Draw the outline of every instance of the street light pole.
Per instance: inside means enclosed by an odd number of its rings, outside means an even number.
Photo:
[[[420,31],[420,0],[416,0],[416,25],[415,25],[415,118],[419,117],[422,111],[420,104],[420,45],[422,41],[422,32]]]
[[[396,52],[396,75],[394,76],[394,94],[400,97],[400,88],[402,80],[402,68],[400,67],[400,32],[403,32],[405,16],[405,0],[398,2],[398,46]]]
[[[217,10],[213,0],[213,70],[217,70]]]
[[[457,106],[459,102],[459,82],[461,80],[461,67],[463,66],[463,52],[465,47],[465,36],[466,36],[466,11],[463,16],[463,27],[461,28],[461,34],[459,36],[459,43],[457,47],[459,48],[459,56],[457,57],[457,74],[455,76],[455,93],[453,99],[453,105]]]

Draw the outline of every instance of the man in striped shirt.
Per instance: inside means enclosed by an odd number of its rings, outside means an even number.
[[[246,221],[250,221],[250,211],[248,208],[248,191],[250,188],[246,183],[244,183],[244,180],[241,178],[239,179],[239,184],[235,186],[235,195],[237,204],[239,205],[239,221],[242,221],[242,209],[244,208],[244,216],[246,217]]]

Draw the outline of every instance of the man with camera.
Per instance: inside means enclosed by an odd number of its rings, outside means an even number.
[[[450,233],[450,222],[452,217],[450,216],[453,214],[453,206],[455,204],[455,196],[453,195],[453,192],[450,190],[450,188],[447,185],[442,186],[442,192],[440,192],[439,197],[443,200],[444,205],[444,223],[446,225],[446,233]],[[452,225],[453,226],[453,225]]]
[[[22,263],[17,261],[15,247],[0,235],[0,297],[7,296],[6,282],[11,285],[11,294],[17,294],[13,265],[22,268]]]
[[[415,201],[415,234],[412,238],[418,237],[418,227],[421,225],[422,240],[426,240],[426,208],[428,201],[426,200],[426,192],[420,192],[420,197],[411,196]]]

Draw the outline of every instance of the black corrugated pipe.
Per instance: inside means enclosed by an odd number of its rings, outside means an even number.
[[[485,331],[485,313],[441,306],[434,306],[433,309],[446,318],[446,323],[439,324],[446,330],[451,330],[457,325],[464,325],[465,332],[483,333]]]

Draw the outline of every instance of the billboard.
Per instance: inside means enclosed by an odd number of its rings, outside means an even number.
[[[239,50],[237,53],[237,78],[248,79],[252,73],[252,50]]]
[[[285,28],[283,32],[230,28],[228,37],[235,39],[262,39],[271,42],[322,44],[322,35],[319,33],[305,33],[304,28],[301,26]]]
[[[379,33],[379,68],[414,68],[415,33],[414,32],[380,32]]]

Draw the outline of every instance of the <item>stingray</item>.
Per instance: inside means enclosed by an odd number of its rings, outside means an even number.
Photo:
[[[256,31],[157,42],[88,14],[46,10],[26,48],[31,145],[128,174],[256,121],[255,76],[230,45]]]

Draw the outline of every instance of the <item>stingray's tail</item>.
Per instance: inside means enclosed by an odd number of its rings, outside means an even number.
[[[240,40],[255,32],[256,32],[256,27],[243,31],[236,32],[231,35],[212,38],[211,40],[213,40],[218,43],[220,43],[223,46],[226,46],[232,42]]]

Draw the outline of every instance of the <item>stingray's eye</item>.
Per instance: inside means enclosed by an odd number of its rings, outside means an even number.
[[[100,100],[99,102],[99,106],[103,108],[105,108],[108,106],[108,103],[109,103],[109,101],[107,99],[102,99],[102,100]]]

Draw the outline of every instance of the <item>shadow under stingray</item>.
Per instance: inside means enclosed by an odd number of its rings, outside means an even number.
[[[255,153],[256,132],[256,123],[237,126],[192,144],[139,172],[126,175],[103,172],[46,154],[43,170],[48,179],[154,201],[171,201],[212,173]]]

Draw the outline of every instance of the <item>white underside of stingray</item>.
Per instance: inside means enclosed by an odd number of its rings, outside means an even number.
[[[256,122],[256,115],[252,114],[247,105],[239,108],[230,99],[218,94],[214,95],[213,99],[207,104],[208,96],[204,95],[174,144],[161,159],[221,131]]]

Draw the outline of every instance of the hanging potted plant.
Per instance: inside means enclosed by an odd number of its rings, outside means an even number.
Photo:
++++
→ Description of the task
Rewrite all the records above with every occurrence of "outline" replaced by "contour". Leave everything else unchanged.

→ Response for this exercise
Draw the contour of every instance of the street light pole.
Per instance: inside means enclosed by an odd number of its rings, outside means an even number.
Photo:
[[[420,31],[420,0],[416,0],[416,25],[415,25],[415,118],[419,117],[422,111],[420,104],[420,45],[422,41],[422,32]]]
[[[396,52],[396,75],[394,76],[394,94],[400,97],[400,88],[402,80],[402,68],[400,67],[400,32],[403,32],[405,16],[405,0],[398,2],[398,46]]]
[[[217,10],[213,0],[213,70],[217,70]]]
[[[457,106],[459,102],[459,82],[461,80],[461,67],[463,66],[463,52],[465,47],[465,36],[466,36],[466,11],[463,16],[463,27],[461,28],[461,34],[459,36],[459,43],[457,47],[459,48],[459,56],[457,57],[457,74],[455,76],[455,93],[453,99],[453,105]]]

Draw the contour of every instance of the man in striped shirt.
Per instance: inside means enclosed by an odd number of its rings, outside means an even number.
[[[246,221],[250,221],[250,211],[248,208],[248,191],[250,188],[246,183],[244,183],[244,180],[241,178],[239,179],[239,184],[235,186],[235,195],[237,204],[239,205],[239,221],[242,221],[242,209],[244,208],[244,216],[246,217]]]

Draw the contour of every instance of the man with camera.
Per instance: inside means enclosed by an odd number of its rings, outside means an even number.
[[[450,233],[450,222],[452,217],[450,216],[453,214],[453,206],[455,204],[455,196],[453,195],[453,192],[450,190],[450,188],[447,185],[442,186],[442,192],[440,192],[439,197],[443,200],[444,205],[444,223],[446,225],[446,233]],[[452,225],[453,226],[453,225]]]
[[[22,263],[17,261],[15,247],[0,235],[0,297],[7,296],[6,282],[11,285],[11,294],[17,294],[13,265],[22,268]]]
[[[415,201],[415,234],[412,238],[418,237],[418,227],[421,225],[422,240],[426,240],[426,208],[428,201],[426,200],[426,192],[420,192],[420,197],[411,196]]]

Draw the contour of every instance of the black corrugated pipe.
Per instance: inside means enclosed by an odd number of its rings, outside means an even number.
[[[485,331],[485,313],[441,306],[434,306],[433,309],[446,318],[446,323],[439,324],[446,330],[451,330],[457,325],[464,325],[465,332],[483,333]]]

Draw the contour of every instance of the billboard.
Per instance: inside means enclosed by an odd number of its rings, outside means an even number.
[[[239,50],[237,53],[237,78],[248,79],[252,73],[252,50]]]
[[[285,28],[283,32],[230,28],[228,37],[235,39],[262,39],[271,42],[322,44],[322,35],[319,33],[305,33],[304,28],[301,26]]]
[[[379,33],[379,68],[414,68],[415,33],[414,32],[380,32]]]

Draw the contour of every instance of the <item>stingray</item>.
Per instance: inside means enclosed by an odd number of its rings, outside means an even number.
Photo:
[[[256,31],[157,42],[88,14],[46,10],[26,48],[31,145],[128,174],[256,121],[255,76],[230,45]]]

Draw the contour of every instance of the <item>stingray's tail</item>.
Per instance: inside means enclosed by an odd number of its rings, outside means an even number.
[[[240,40],[255,32],[256,32],[256,27],[243,31],[236,32],[231,35],[212,38],[211,40],[213,40],[218,43],[220,43],[223,46],[226,46],[232,42]]]

Draw the contour of every instance of the <item>stingray's eye</item>.
Per instance: inside means enclosed by an odd number of its rings, outside means an even number.
[[[100,100],[99,102],[99,106],[103,108],[105,108],[108,106],[108,103],[109,103],[109,101],[107,99],[102,99],[102,100]]]

Draw the contour of every instance of the <item>shadow under stingray</item>.
Per instance: inside means enclosed by an odd number of its rings, outside means an even number.
[[[255,153],[256,132],[256,123],[237,126],[192,144],[139,172],[126,175],[103,172],[46,154],[43,170],[48,179],[154,201],[171,201],[212,173]]]

Draw the contour of every instance of the <item>white underside of stingray</item>.
Per instance: inside means enclosed by an odd number of its rings, outside means an even number.
[[[256,122],[256,115],[252,114],[247,105],[239,108],[230,99],[218,94],[214,95],[213,99],[207,104],[208,96],[204,95],[174,144],[161,159],[221,131]]]

Draw the contour of every instance of the hanging potted plant.
Per instance: inside means enclosed by an odd number of its rings, outside means an even number.
Photo:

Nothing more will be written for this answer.